--- Written instruction 1 ---
Repeat, word for word, the portion of the Cruisers Yachts passage below between "We have identified" and "expected financial results.", inclusive.
--- Written instruction 2 ---
According to the Cruisers Yachts passage below, how is Cruisers Yachts related to MarineMax?

As of September 30, 2021, the Product Manufacturing segment includes activity of
Cruisers Yachts, a wholly-owned MarineMax subsidiary, manufacturing sport yacht
and yachts with sales through our select retail dealership locations and through
independent dealers. Cruisers Yachts is recognized as one of the world's premier
manufacturers of premium sport yacht and yachts, producing models from 33' to
60' feet.

Application of critical accounting policies


We have identified the policies below as critical to our business operations and
the understanding of our results of operations. The impact and risks related to
these policies on our business operations are discussed throughout "Management's
Discussion and Analysis of Financial Condition and Results of Operations" when
such policies affect our reported and expected financial results.

In the ordinary course of business, we make a number of estimates and
assumptions relating to the reporting of results of operations and financial
condition in the preparation of our consolidated financial statements in
conformity with accounting principles generally accepted in the United States.

--- Entries shown ---
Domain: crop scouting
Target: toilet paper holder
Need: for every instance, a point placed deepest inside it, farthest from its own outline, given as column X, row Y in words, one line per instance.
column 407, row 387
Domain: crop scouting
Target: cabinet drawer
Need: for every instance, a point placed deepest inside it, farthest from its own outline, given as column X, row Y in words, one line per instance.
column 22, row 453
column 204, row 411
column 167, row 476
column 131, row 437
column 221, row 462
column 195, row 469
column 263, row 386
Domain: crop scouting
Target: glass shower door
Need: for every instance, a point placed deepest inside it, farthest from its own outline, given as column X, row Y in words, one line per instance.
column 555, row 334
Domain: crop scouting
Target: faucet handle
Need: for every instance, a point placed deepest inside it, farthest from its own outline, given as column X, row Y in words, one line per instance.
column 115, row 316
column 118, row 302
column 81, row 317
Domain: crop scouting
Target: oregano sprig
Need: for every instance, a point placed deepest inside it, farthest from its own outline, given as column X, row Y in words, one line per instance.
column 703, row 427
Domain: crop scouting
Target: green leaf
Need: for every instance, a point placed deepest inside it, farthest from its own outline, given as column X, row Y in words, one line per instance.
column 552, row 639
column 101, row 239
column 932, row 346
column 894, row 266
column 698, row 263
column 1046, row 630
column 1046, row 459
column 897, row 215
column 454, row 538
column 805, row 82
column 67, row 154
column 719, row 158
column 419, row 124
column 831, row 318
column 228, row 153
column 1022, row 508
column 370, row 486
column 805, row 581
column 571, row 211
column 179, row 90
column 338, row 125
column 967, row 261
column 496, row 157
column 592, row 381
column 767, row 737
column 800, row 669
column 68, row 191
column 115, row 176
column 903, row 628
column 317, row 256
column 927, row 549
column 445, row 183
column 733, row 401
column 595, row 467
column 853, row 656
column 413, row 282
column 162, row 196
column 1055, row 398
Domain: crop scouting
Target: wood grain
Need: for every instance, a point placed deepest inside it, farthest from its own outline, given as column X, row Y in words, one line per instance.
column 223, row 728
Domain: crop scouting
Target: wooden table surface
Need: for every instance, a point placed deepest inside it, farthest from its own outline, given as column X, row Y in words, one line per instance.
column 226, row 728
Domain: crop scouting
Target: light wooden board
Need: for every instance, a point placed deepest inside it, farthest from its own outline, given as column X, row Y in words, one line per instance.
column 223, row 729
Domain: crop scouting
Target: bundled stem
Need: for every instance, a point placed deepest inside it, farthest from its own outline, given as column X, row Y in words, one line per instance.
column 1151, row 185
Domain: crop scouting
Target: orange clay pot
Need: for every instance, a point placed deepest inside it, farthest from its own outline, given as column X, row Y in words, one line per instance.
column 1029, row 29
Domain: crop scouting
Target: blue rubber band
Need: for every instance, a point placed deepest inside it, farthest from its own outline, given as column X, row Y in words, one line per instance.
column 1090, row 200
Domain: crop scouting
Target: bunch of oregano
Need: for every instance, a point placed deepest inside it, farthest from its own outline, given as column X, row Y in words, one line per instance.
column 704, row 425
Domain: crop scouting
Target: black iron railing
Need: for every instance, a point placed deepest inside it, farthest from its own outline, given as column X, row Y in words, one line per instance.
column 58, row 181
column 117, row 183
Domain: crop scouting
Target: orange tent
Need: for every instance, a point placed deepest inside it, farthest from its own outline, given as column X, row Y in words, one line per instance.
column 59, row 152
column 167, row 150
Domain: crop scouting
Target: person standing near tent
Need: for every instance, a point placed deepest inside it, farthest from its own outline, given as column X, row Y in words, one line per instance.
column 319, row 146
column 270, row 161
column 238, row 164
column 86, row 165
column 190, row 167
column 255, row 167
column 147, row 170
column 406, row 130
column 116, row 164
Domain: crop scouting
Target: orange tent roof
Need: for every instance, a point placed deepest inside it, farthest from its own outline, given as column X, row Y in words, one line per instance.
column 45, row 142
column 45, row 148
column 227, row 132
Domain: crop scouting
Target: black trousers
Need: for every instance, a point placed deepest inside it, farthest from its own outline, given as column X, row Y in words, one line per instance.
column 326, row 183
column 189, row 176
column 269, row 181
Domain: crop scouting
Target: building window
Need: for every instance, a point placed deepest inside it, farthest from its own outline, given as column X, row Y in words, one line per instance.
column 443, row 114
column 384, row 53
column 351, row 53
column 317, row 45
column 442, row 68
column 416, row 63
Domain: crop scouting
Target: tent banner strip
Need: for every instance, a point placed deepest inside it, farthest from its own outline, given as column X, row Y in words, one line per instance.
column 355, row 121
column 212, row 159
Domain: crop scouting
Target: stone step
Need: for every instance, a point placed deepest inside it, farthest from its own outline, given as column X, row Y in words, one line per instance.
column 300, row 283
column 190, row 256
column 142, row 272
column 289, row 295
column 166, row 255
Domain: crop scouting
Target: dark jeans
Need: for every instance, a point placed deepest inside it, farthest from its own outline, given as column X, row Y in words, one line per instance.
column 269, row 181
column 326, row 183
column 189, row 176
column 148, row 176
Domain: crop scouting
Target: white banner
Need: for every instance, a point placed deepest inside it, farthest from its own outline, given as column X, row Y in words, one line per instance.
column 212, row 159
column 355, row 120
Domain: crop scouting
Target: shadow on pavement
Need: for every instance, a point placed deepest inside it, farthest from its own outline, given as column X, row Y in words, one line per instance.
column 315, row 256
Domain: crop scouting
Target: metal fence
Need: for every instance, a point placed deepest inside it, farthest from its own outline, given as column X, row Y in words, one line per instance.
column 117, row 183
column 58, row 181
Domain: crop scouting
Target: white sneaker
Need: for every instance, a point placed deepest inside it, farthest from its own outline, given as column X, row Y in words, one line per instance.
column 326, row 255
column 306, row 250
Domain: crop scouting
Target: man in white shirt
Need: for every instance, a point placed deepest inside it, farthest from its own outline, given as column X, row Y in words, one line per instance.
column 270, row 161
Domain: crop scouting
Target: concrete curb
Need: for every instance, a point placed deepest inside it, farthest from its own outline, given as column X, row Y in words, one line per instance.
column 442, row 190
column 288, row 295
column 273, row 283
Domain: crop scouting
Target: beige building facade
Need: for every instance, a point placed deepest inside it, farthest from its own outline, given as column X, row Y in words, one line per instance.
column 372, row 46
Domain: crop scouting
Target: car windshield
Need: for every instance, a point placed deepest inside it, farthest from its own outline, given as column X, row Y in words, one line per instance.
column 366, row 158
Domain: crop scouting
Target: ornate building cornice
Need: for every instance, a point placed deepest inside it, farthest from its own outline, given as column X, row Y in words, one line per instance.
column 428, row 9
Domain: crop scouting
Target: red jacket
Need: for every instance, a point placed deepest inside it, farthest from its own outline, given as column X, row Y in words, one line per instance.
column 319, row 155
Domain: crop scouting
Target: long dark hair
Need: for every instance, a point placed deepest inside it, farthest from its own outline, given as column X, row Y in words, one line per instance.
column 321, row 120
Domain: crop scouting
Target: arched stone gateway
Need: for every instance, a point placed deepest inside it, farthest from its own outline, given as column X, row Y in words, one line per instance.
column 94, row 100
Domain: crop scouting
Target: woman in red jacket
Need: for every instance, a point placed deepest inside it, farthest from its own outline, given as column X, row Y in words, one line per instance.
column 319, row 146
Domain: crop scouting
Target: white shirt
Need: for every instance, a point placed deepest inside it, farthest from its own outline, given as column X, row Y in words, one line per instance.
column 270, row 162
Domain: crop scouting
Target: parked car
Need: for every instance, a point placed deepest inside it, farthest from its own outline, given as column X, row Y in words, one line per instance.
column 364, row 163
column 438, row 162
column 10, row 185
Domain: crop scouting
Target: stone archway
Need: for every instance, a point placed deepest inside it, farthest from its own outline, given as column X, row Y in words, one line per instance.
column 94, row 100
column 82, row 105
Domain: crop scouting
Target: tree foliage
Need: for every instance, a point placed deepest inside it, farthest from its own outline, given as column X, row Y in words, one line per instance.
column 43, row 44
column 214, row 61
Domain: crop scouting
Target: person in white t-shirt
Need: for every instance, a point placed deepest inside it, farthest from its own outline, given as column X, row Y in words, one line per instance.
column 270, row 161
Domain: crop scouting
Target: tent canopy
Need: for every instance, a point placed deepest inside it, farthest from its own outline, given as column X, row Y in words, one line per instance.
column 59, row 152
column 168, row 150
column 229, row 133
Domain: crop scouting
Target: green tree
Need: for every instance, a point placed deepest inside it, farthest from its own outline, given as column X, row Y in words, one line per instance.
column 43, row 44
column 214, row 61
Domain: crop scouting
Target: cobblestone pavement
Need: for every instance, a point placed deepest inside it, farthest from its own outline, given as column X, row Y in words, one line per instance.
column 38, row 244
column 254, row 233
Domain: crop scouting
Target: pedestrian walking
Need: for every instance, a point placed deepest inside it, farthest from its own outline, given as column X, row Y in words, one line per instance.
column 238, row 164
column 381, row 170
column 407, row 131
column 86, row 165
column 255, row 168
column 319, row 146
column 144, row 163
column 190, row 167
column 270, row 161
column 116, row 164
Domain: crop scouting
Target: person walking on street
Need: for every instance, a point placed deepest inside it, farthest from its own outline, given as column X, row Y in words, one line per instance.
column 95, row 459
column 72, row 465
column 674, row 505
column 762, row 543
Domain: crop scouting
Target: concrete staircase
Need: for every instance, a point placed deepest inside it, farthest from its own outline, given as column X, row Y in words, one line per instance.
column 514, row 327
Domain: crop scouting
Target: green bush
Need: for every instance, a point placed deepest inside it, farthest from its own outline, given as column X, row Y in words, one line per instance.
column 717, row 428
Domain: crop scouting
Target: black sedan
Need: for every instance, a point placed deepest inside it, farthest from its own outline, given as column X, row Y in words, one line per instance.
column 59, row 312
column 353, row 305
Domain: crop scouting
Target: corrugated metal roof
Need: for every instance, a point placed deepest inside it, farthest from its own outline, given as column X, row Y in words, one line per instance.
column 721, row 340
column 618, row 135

--- Finished answer 1 ---
We have identified the policies below as critical to our business operations and
the understanding of our results of operations. The impact and risks related to
these policies on our business operations are discussed throughout "Management's
Discussion and Analysis of Financial Condition and Results of Operations" when
such policies affect our reported and expected financial results.

--- Finished answer 2 ---
Cruisers Yachts is a wholly-owned MarineMax subsidiary.